→ **Extract**:
═══
Doomed Love: Marilyn Monroe’s tragic love affair with Joe DiMaggio
In jarring contrast to her hypersexual on-screen image, Marilyn Monroe’s low-key marriage in 1954 to baseball star Joe DiMaggio reflected the genuine affection the couple shared. She wore an elegant chocolate brown broadcloth pencil dress and jacket, featuring a white ermine Peter Pan style collar. The marriage lasted less than a year but, despite spending several years married to playwright Arthur Miller, it was rumoured Monroe and DiMaggio never fell out of love and were to remarry on 8 August, 1962, which sadly turned out to be the date of her funeral. DiMaggio took charge of funeral arrangements and made sure fresh roses were delivered to Monroe’s grave every two weeks. He never remarried and never gave an interview about Monroe. Her wedding ensemble was sold to a private American buyer at a Sotheby’s auction in 1998, for $33350. The ring was also auctioned and was, perhaps surprisingly, one of the only glitzy pieces of fine jewellery in Monroe’s entire estate. The 35-diamond eternity band was missing a baguette diamond, symbolising the unfulfilled promise of the pair’s love.
═══
→ **Directives**:
1/ Decide whether each statement below agrees with the article on Marilyn Monroe and Joe DiMaggio. For each, answer yes or no and quote the words of the article that settle it. (a) The marriage lasted more than a year. (b) DiMaggio arranged for fresh roses to be delivered to Monroe's grave every two weeks. (c) The wedding ensemble was sold at a Sotheby's auction in 1998.
2/ Recast the paragraph of the article on Marilyn Monroe and Joe DiMaggio that opens "In jarring contrast" as a bulleted list of its main facts.
3/ Carry on the article on Marilyn Monroe and Joe DiMaggio from its final sentence.
═══
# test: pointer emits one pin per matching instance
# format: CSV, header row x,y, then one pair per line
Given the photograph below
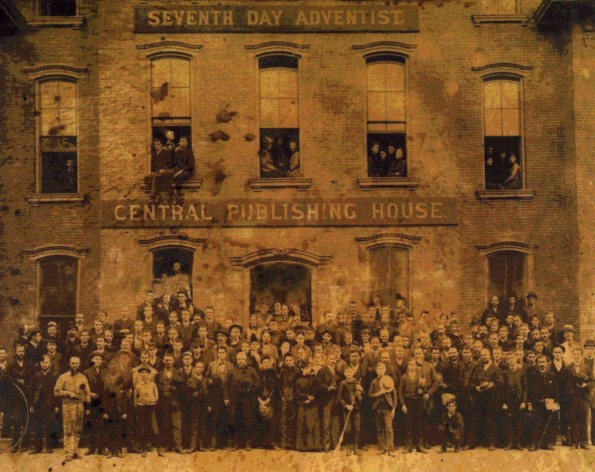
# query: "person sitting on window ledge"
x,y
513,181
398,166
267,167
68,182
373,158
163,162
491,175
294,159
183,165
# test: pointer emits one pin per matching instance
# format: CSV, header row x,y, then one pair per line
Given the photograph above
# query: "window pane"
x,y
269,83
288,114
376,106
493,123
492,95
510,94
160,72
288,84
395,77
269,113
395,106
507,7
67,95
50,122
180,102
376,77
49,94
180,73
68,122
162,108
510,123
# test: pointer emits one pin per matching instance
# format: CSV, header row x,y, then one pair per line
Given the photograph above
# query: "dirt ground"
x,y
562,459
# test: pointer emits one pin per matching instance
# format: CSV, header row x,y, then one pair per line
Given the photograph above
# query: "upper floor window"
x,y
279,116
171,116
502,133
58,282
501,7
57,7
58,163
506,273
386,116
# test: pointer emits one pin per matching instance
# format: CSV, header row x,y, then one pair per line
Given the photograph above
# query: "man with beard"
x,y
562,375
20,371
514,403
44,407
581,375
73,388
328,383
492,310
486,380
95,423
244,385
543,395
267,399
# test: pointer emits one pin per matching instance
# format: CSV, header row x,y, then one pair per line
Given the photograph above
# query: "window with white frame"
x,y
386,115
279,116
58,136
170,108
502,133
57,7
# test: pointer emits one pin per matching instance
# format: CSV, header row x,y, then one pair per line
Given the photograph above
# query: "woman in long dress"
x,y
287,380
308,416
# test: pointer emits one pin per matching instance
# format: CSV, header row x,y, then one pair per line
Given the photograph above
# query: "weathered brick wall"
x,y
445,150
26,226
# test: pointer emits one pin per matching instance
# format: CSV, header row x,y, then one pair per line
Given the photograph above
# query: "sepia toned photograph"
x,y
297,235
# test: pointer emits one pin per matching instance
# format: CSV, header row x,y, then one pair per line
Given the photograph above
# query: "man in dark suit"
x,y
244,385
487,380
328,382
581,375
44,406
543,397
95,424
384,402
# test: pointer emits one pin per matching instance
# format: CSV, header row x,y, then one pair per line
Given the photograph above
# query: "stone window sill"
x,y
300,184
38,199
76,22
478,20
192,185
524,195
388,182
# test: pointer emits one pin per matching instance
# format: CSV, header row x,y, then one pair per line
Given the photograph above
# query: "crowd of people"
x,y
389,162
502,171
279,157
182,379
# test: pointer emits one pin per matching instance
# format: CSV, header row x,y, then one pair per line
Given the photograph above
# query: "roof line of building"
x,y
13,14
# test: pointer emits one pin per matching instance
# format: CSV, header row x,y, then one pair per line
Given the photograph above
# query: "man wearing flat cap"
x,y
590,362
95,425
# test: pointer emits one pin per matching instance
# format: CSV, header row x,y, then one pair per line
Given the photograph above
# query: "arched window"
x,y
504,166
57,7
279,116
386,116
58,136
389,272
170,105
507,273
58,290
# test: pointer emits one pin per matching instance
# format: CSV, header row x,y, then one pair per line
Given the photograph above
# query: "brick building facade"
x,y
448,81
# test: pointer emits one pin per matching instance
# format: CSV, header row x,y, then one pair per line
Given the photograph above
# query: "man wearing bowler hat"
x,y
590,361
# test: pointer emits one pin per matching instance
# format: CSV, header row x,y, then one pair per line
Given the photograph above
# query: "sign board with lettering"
═══
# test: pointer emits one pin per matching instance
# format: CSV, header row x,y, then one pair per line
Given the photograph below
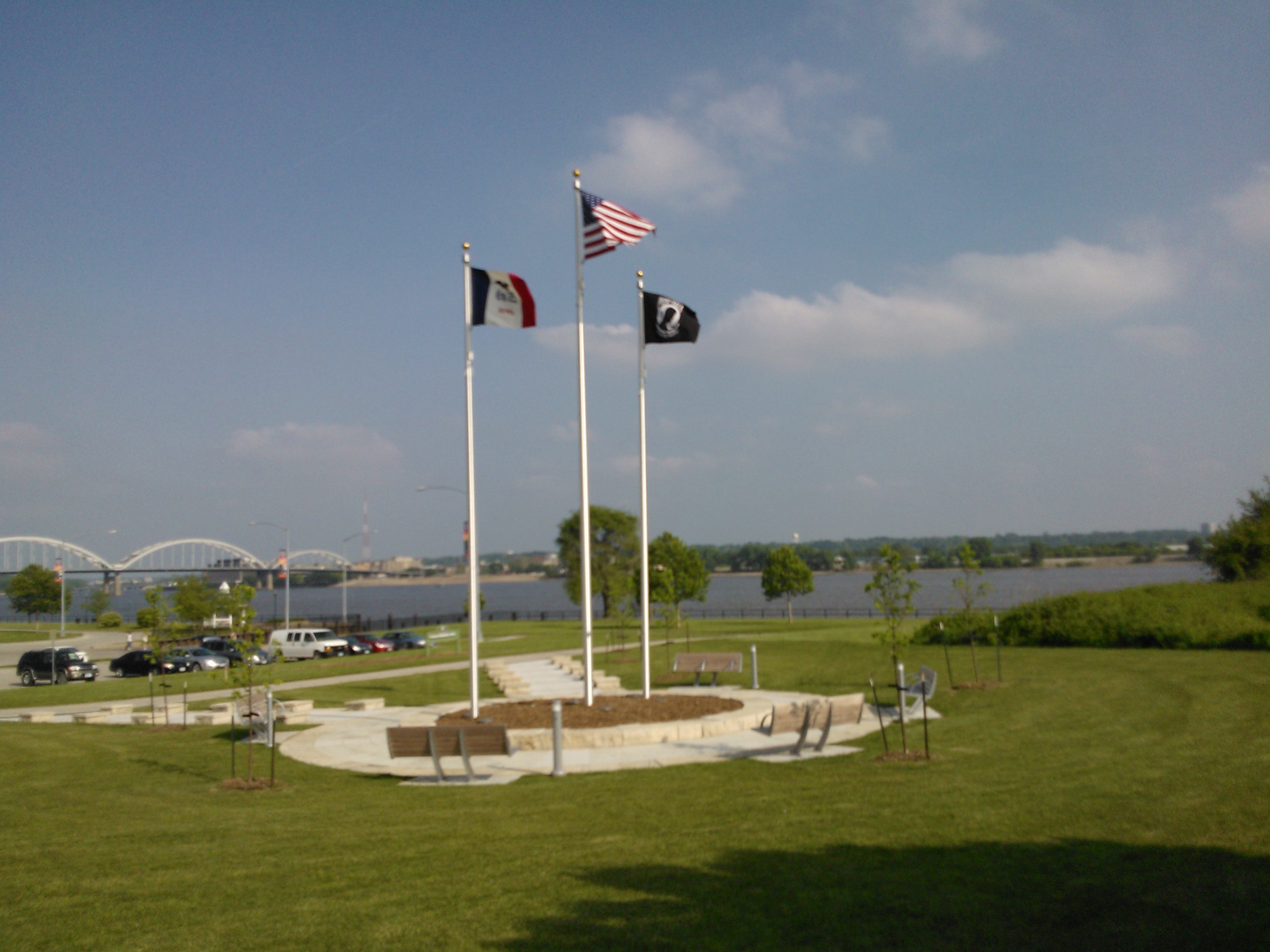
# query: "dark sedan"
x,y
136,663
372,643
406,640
═══
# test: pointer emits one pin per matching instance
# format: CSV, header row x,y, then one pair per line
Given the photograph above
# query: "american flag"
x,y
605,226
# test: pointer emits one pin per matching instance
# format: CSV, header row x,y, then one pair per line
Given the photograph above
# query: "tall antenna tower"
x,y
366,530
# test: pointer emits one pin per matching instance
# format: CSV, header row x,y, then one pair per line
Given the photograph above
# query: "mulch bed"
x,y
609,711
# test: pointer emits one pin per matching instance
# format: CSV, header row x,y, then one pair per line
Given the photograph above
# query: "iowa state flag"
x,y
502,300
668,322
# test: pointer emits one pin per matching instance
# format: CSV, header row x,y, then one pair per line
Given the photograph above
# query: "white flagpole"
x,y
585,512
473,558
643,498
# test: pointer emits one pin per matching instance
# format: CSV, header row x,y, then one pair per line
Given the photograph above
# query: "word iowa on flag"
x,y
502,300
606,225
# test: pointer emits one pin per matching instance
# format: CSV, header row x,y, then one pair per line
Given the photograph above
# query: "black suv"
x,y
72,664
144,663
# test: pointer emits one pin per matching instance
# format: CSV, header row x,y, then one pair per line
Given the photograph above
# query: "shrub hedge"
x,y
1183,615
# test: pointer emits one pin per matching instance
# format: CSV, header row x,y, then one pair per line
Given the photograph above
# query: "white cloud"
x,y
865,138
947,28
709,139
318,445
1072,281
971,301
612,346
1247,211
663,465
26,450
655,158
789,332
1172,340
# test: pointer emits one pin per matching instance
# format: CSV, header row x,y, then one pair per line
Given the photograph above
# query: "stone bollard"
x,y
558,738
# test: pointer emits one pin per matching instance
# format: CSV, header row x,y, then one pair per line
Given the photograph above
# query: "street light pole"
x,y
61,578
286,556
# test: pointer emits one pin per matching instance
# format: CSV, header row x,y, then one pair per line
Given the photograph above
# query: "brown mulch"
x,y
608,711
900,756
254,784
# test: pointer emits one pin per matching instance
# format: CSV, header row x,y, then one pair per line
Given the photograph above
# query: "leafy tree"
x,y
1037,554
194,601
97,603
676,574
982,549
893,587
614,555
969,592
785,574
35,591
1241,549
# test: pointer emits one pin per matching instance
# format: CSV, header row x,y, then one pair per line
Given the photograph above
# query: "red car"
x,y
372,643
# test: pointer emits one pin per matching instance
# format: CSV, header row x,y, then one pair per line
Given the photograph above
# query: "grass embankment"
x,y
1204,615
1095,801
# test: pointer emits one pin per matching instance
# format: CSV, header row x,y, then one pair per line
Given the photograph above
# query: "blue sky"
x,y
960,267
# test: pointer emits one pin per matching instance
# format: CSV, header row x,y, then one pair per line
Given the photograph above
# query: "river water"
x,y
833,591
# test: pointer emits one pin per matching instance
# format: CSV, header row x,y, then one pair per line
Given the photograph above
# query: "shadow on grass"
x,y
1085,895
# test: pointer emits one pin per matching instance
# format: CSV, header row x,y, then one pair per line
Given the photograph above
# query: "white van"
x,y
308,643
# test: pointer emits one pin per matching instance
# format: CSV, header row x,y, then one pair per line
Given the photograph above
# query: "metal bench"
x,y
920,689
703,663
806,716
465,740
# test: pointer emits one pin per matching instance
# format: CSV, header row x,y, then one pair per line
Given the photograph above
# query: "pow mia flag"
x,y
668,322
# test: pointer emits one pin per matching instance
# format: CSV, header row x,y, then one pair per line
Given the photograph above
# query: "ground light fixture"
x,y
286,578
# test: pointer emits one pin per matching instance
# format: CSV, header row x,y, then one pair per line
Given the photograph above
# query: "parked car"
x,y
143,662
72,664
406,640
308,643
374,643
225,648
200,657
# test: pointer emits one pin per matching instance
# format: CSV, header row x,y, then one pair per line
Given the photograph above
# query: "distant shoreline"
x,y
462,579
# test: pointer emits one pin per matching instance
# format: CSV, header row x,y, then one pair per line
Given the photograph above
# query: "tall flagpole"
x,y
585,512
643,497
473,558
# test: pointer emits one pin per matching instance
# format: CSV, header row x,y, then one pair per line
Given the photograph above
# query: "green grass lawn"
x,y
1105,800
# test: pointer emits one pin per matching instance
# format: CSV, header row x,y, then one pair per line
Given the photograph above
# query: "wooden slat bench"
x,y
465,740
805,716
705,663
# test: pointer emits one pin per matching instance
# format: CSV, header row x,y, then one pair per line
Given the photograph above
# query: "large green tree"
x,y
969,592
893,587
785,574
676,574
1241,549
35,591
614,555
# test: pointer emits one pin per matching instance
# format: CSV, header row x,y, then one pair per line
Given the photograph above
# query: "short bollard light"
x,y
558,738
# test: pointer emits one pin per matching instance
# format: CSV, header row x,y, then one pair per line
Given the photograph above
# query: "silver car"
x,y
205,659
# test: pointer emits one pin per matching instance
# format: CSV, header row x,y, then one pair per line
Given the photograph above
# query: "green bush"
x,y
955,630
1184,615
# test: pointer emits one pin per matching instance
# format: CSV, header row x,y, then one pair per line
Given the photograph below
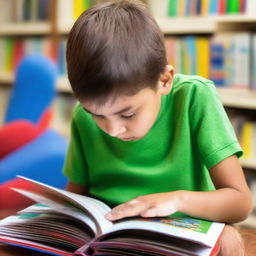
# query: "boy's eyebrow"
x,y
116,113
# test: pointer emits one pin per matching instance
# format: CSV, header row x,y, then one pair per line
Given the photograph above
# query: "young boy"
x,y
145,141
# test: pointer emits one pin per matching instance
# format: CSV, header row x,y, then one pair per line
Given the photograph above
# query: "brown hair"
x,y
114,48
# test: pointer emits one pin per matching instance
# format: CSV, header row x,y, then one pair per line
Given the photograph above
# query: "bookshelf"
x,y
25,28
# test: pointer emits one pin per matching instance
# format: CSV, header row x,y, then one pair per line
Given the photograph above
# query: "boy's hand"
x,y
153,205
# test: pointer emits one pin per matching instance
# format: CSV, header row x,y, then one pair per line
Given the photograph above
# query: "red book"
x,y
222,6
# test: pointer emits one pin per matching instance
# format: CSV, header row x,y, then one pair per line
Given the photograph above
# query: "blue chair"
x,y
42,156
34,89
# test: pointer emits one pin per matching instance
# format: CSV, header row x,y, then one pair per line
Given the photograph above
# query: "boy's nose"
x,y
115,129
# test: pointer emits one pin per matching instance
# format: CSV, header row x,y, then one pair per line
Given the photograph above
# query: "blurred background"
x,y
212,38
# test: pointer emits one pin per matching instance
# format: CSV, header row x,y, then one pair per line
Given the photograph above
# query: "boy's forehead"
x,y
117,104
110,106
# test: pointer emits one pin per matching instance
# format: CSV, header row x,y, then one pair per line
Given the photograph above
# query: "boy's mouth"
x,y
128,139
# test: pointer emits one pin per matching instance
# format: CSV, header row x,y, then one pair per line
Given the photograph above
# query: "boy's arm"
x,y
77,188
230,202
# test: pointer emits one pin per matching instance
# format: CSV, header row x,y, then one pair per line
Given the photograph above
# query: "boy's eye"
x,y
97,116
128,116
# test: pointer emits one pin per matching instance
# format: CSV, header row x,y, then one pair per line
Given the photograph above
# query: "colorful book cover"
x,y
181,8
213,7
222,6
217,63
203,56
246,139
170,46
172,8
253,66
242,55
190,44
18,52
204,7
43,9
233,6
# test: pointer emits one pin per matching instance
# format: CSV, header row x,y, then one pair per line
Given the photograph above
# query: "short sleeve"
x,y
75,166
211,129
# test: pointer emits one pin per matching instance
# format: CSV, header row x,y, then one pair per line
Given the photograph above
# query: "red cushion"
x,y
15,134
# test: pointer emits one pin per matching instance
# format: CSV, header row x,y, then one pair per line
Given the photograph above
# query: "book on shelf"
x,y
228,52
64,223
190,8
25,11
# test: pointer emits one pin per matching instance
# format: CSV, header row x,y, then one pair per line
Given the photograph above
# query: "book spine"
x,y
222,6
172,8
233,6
═══
→ **In response**:
1/
(a) No: "The marriage lasted less than a year"
(b) Yes: "made sure fresh roses were delivered to Monroe’s grave every two weeks"
(c) Yes: "Her wedding ensemble was sold to a private American buyer at a Sotheby’s auction in 1998, for $33350"

2/
- In 1954, Monroe had a low-key marriage to baseball star Joe DiMaggio. It contrasted with her on-screen image and reflected real affection.
- She wore a chocolate brown broadcloth pencil dress and jacket with a white ermine Peter Pan style collar.
- The marriage lasted less than a year. She was later married to playwright Arthur Miller for several years.
- It was rumored that the pair still loved each other and would remarry on 8 August 1962, which became the date of her funeral.
- DiMaggio arranged the funeral and had fresh roses delivered to her grave every two weeks.
- He never remarried and never gave an interview about her.
- Her wedding ensemble sold to a private American buyer at a Sotheby's auction in 1998 for $33350.
- The ring was also auctioned. It was one of the only glitzy pieces of fine jewelry in her estate.
- The 35-diamond eternity band was missing a baguette diamond, symbolizing their unfulfilled love.

3/
Fashion Shift: Brigitte Bardot
When Brigitte Bardot donned a pink gingham checked dress to her 1959 wedding to actor Jacques Charrier, it marked a notable shift in the fashion status quo. Although it did help the popularity of the designer Jacque Estral greatly, it coincided with, “the decline in the hold of couture over the fashion business,” according to film historian Ginette Vincendeau. As youth culture celebrities began to popularise styles instead of designers, looks were highly copied. The August 1959 issue of Life magazine reads, “One of Paris’ biggest stores is selling 8,000 Bardot Kerchiefs a month and 3,500 gingham dresses like the one Bardot wore at her Wedding. Said a Visiting U.S. fashion editor, “You can’t buy a yard of checked gingham in Paris, not even for kitchen curtains, since Brigitte picked the fabric.””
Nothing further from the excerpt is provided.